* REQUEST: Copy the material below word for word, keeping every line as it stands.

━━━ EXERCISE MATERIAL

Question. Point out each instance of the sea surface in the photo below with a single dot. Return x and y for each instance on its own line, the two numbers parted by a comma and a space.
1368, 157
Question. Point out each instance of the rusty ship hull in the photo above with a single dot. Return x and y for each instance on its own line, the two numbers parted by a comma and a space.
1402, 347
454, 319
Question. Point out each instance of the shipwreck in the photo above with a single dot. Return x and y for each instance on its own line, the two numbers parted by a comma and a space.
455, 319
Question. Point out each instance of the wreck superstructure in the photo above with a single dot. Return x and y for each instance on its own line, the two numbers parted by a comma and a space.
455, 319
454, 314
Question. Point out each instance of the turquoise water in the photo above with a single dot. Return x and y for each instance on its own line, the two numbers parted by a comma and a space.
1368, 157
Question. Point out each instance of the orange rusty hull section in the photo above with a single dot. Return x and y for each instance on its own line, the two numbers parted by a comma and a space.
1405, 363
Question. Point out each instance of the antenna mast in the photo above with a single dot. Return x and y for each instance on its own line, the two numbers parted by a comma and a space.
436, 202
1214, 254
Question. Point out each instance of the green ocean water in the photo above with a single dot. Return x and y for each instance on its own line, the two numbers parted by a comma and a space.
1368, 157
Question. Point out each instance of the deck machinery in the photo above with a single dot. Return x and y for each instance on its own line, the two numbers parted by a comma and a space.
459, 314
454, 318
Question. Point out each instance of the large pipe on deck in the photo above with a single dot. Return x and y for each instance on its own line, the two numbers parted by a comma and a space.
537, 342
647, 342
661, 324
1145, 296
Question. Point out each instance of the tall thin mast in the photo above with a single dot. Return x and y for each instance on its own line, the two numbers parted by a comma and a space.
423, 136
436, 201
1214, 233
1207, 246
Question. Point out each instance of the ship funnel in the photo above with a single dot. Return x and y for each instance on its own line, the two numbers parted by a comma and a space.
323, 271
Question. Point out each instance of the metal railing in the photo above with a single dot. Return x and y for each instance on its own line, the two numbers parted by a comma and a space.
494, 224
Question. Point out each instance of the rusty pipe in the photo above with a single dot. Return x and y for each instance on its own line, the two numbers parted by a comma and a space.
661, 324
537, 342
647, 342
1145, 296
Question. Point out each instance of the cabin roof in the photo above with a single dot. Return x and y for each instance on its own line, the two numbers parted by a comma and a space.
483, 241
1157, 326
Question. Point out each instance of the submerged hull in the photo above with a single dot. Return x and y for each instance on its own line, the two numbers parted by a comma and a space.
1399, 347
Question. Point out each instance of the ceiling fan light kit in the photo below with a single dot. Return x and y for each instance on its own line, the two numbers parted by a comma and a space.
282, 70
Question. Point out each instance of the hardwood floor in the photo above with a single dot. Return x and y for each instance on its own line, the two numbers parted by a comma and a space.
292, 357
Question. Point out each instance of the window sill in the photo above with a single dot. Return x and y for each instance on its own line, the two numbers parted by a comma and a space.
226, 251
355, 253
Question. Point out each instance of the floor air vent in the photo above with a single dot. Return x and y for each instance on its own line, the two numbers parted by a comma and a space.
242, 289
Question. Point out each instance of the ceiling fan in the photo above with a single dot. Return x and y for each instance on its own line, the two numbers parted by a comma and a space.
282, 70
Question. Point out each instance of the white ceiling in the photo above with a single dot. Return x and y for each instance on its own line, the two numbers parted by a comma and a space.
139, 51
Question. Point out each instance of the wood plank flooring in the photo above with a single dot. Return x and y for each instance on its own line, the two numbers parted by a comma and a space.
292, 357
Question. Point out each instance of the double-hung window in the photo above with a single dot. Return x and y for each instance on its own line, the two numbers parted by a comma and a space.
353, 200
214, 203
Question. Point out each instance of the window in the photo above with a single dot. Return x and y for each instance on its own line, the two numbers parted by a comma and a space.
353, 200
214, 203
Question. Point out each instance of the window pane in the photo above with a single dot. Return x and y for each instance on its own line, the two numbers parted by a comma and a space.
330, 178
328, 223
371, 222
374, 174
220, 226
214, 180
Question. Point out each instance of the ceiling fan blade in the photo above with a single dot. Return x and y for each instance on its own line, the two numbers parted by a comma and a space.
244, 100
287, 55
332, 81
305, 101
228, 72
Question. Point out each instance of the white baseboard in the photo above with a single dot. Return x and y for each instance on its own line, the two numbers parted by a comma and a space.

━━━━━━

* SOLUTION TO THIS PROBLEM:
Question. Point out each instance of the sea surface in the photo below with a single dot. Return x and y for each instance on its own line, the two numbers parted by a comma and a space.
1368, 157
Question. Point out each instance of the rusty ship hull in the photo above with a single dot. Return x and y for each instance on its own line, the two numbers parted by a comma and a space.
1402, 347
454, 319
Question. Point out each instance of the shipwreck in the photo above with a single dot. Return x and y for each instance on its own line, the two numbers parted by a comma and a space.
455, 319
Question. Point out each instance of the wreck superstructure in the photo above with a single dot. Return x and y for each instance on its own line, the two numbers parted by a comma and a space.
455, 319
454, 314
Question. Point out each instance of the turquoise water in the photo above with a single dot. Return x and y for each instance on its own line, the two numbers parted by a comma and a space.
1368, 157
Question. Point out each instance of the orange rusty hull section in the photo above with a single dot. Return x and y for each instance on its own line, the two numbers parted by a comma and a space.
1405, 363
Question. Point out each instance of the antenna mast in the photo above with a single dot. Return x and y for each instance on its own line, the two numbers parted by a comma and a space.
436, 202
1214, 254
Question. Point out each instance of the green ocean water in the photo above with a single dot. Return x and y for each instance on its own line, the two numbers parted by a comma and a space.
1368, 157
Question. Point out each instance of the deck machinery in the photo above with a single dot. Return x and y for each instance on its own line, the two numbers parted by a comma and a space.
459, 314
454, 318
Question. Point out each instance of the large pipe on deck in the photo above with a single dot. Return x and y for each instance on its own line, the two numbers parted by a comma and a space.
537, 342
647, 342
661, 324
1145, 296
Question. Point out each instance of the tall thin mast in the photo above with a single dot. Return x and y for each instance on its own line, the two numbers parted by a comma and a space.
423, 136
436, 201
1214, 233
1207, 246
Question. Point out each instance of the ship funnel in the photo above with a single dot. Return x and y for each instance on its own line, the two numbers parted by a comma and a space.
323, 271
Question. Point out each instance of the metal railing in the photo above with a single dot. Return x and y for each instance on its own line, the two numbers parted by a comma and a space.
494, 224
Question. Point out each instance of the rusty pipe in the photo above with a single dot. Return x and y for each instance on its own line, the two numbers parted by a comma and a space.
661, 324
537, 342
647, 342
1145, 296
Question. Point out each instance of the cabin roof in the photo above with a single dot. Return x and y for each instance on its own line, the two numbers parted by a comma and a space.
483, 241
1157, 326
Question. Point out each instance of the submerged hull in the photo above with a single dot. Return x and y for each instance on its own line, the two numbers parted by a comma and a space.
1399, 347
Question. Point out each instance of the ceiling fan light kit in the photo below with a single dot. Return x and y for each instance on its own line, the two numbers parted by a comma and a space.
282, 70
Question. Point out each instance of the hardwood floor in the photo above with a single dot. Return x and y for each instance on its own line, the two numbers parted by a comma and a space.
292, 357
Question. Point out each instance of the window sill in the photo above with a single dot. Return x and y for each instance on its own line, the two numbers parted by a comma and a space.
226, 251
355, 253
Question. Point out each instance of the floor air vent in the photo above with a single dot. Return x and y for each instance on its own line, the two numbers parted by a comma and a space.
242, 289
Question. Point out each instance of the ceiling fan in the photo above with a single dot. Return x and y for each instance on its own line, the two numbers parted by a comma and a space.
282, 70
Question. Point out each instance of the white ceiling in the photo above with a single dot. Return x and y for each instance on its own line, the two numbers parted by a comma and a space.
139, 51
Question. Point out each instance of the wood plank flooring in the photo above with a single dot. Return x and y for each instance on its own line, the two numbers parted by a comma and a space.
292, 357
Question. Point out each instance of the double-hung window in the photo above with a single dot. Return x and y for each instance on its own line, the two numbers parted by a comma and a space.
353, 200
214, 203
Question. Point out each instance of the window in the photo above with a single dot. Return x and y for each instance on its own line, the two numbers parted by a comma and a space.
353, 200
214, 203
Question. Point out each instance of the window pane in the photo above with a single dot. Return x and y for each instance on its own line, the two numbers parted by a comma and a space.
330, 178
328, 223
371, 222
374, 174
220, 226
214, 180
Question. Point out each instance of the ceiling fan blade in the photo above with a single dot. Return x and y for each instance on its own line, the two numbers parted by a comma and a space.
244, 100
287, 55
332, 81
305, 101
228, 72
Question. Point out each instance of the white baseboard in the photo above with a single dot. Return x and y for each instance on its own line, the two numbers parted by a comma and a space.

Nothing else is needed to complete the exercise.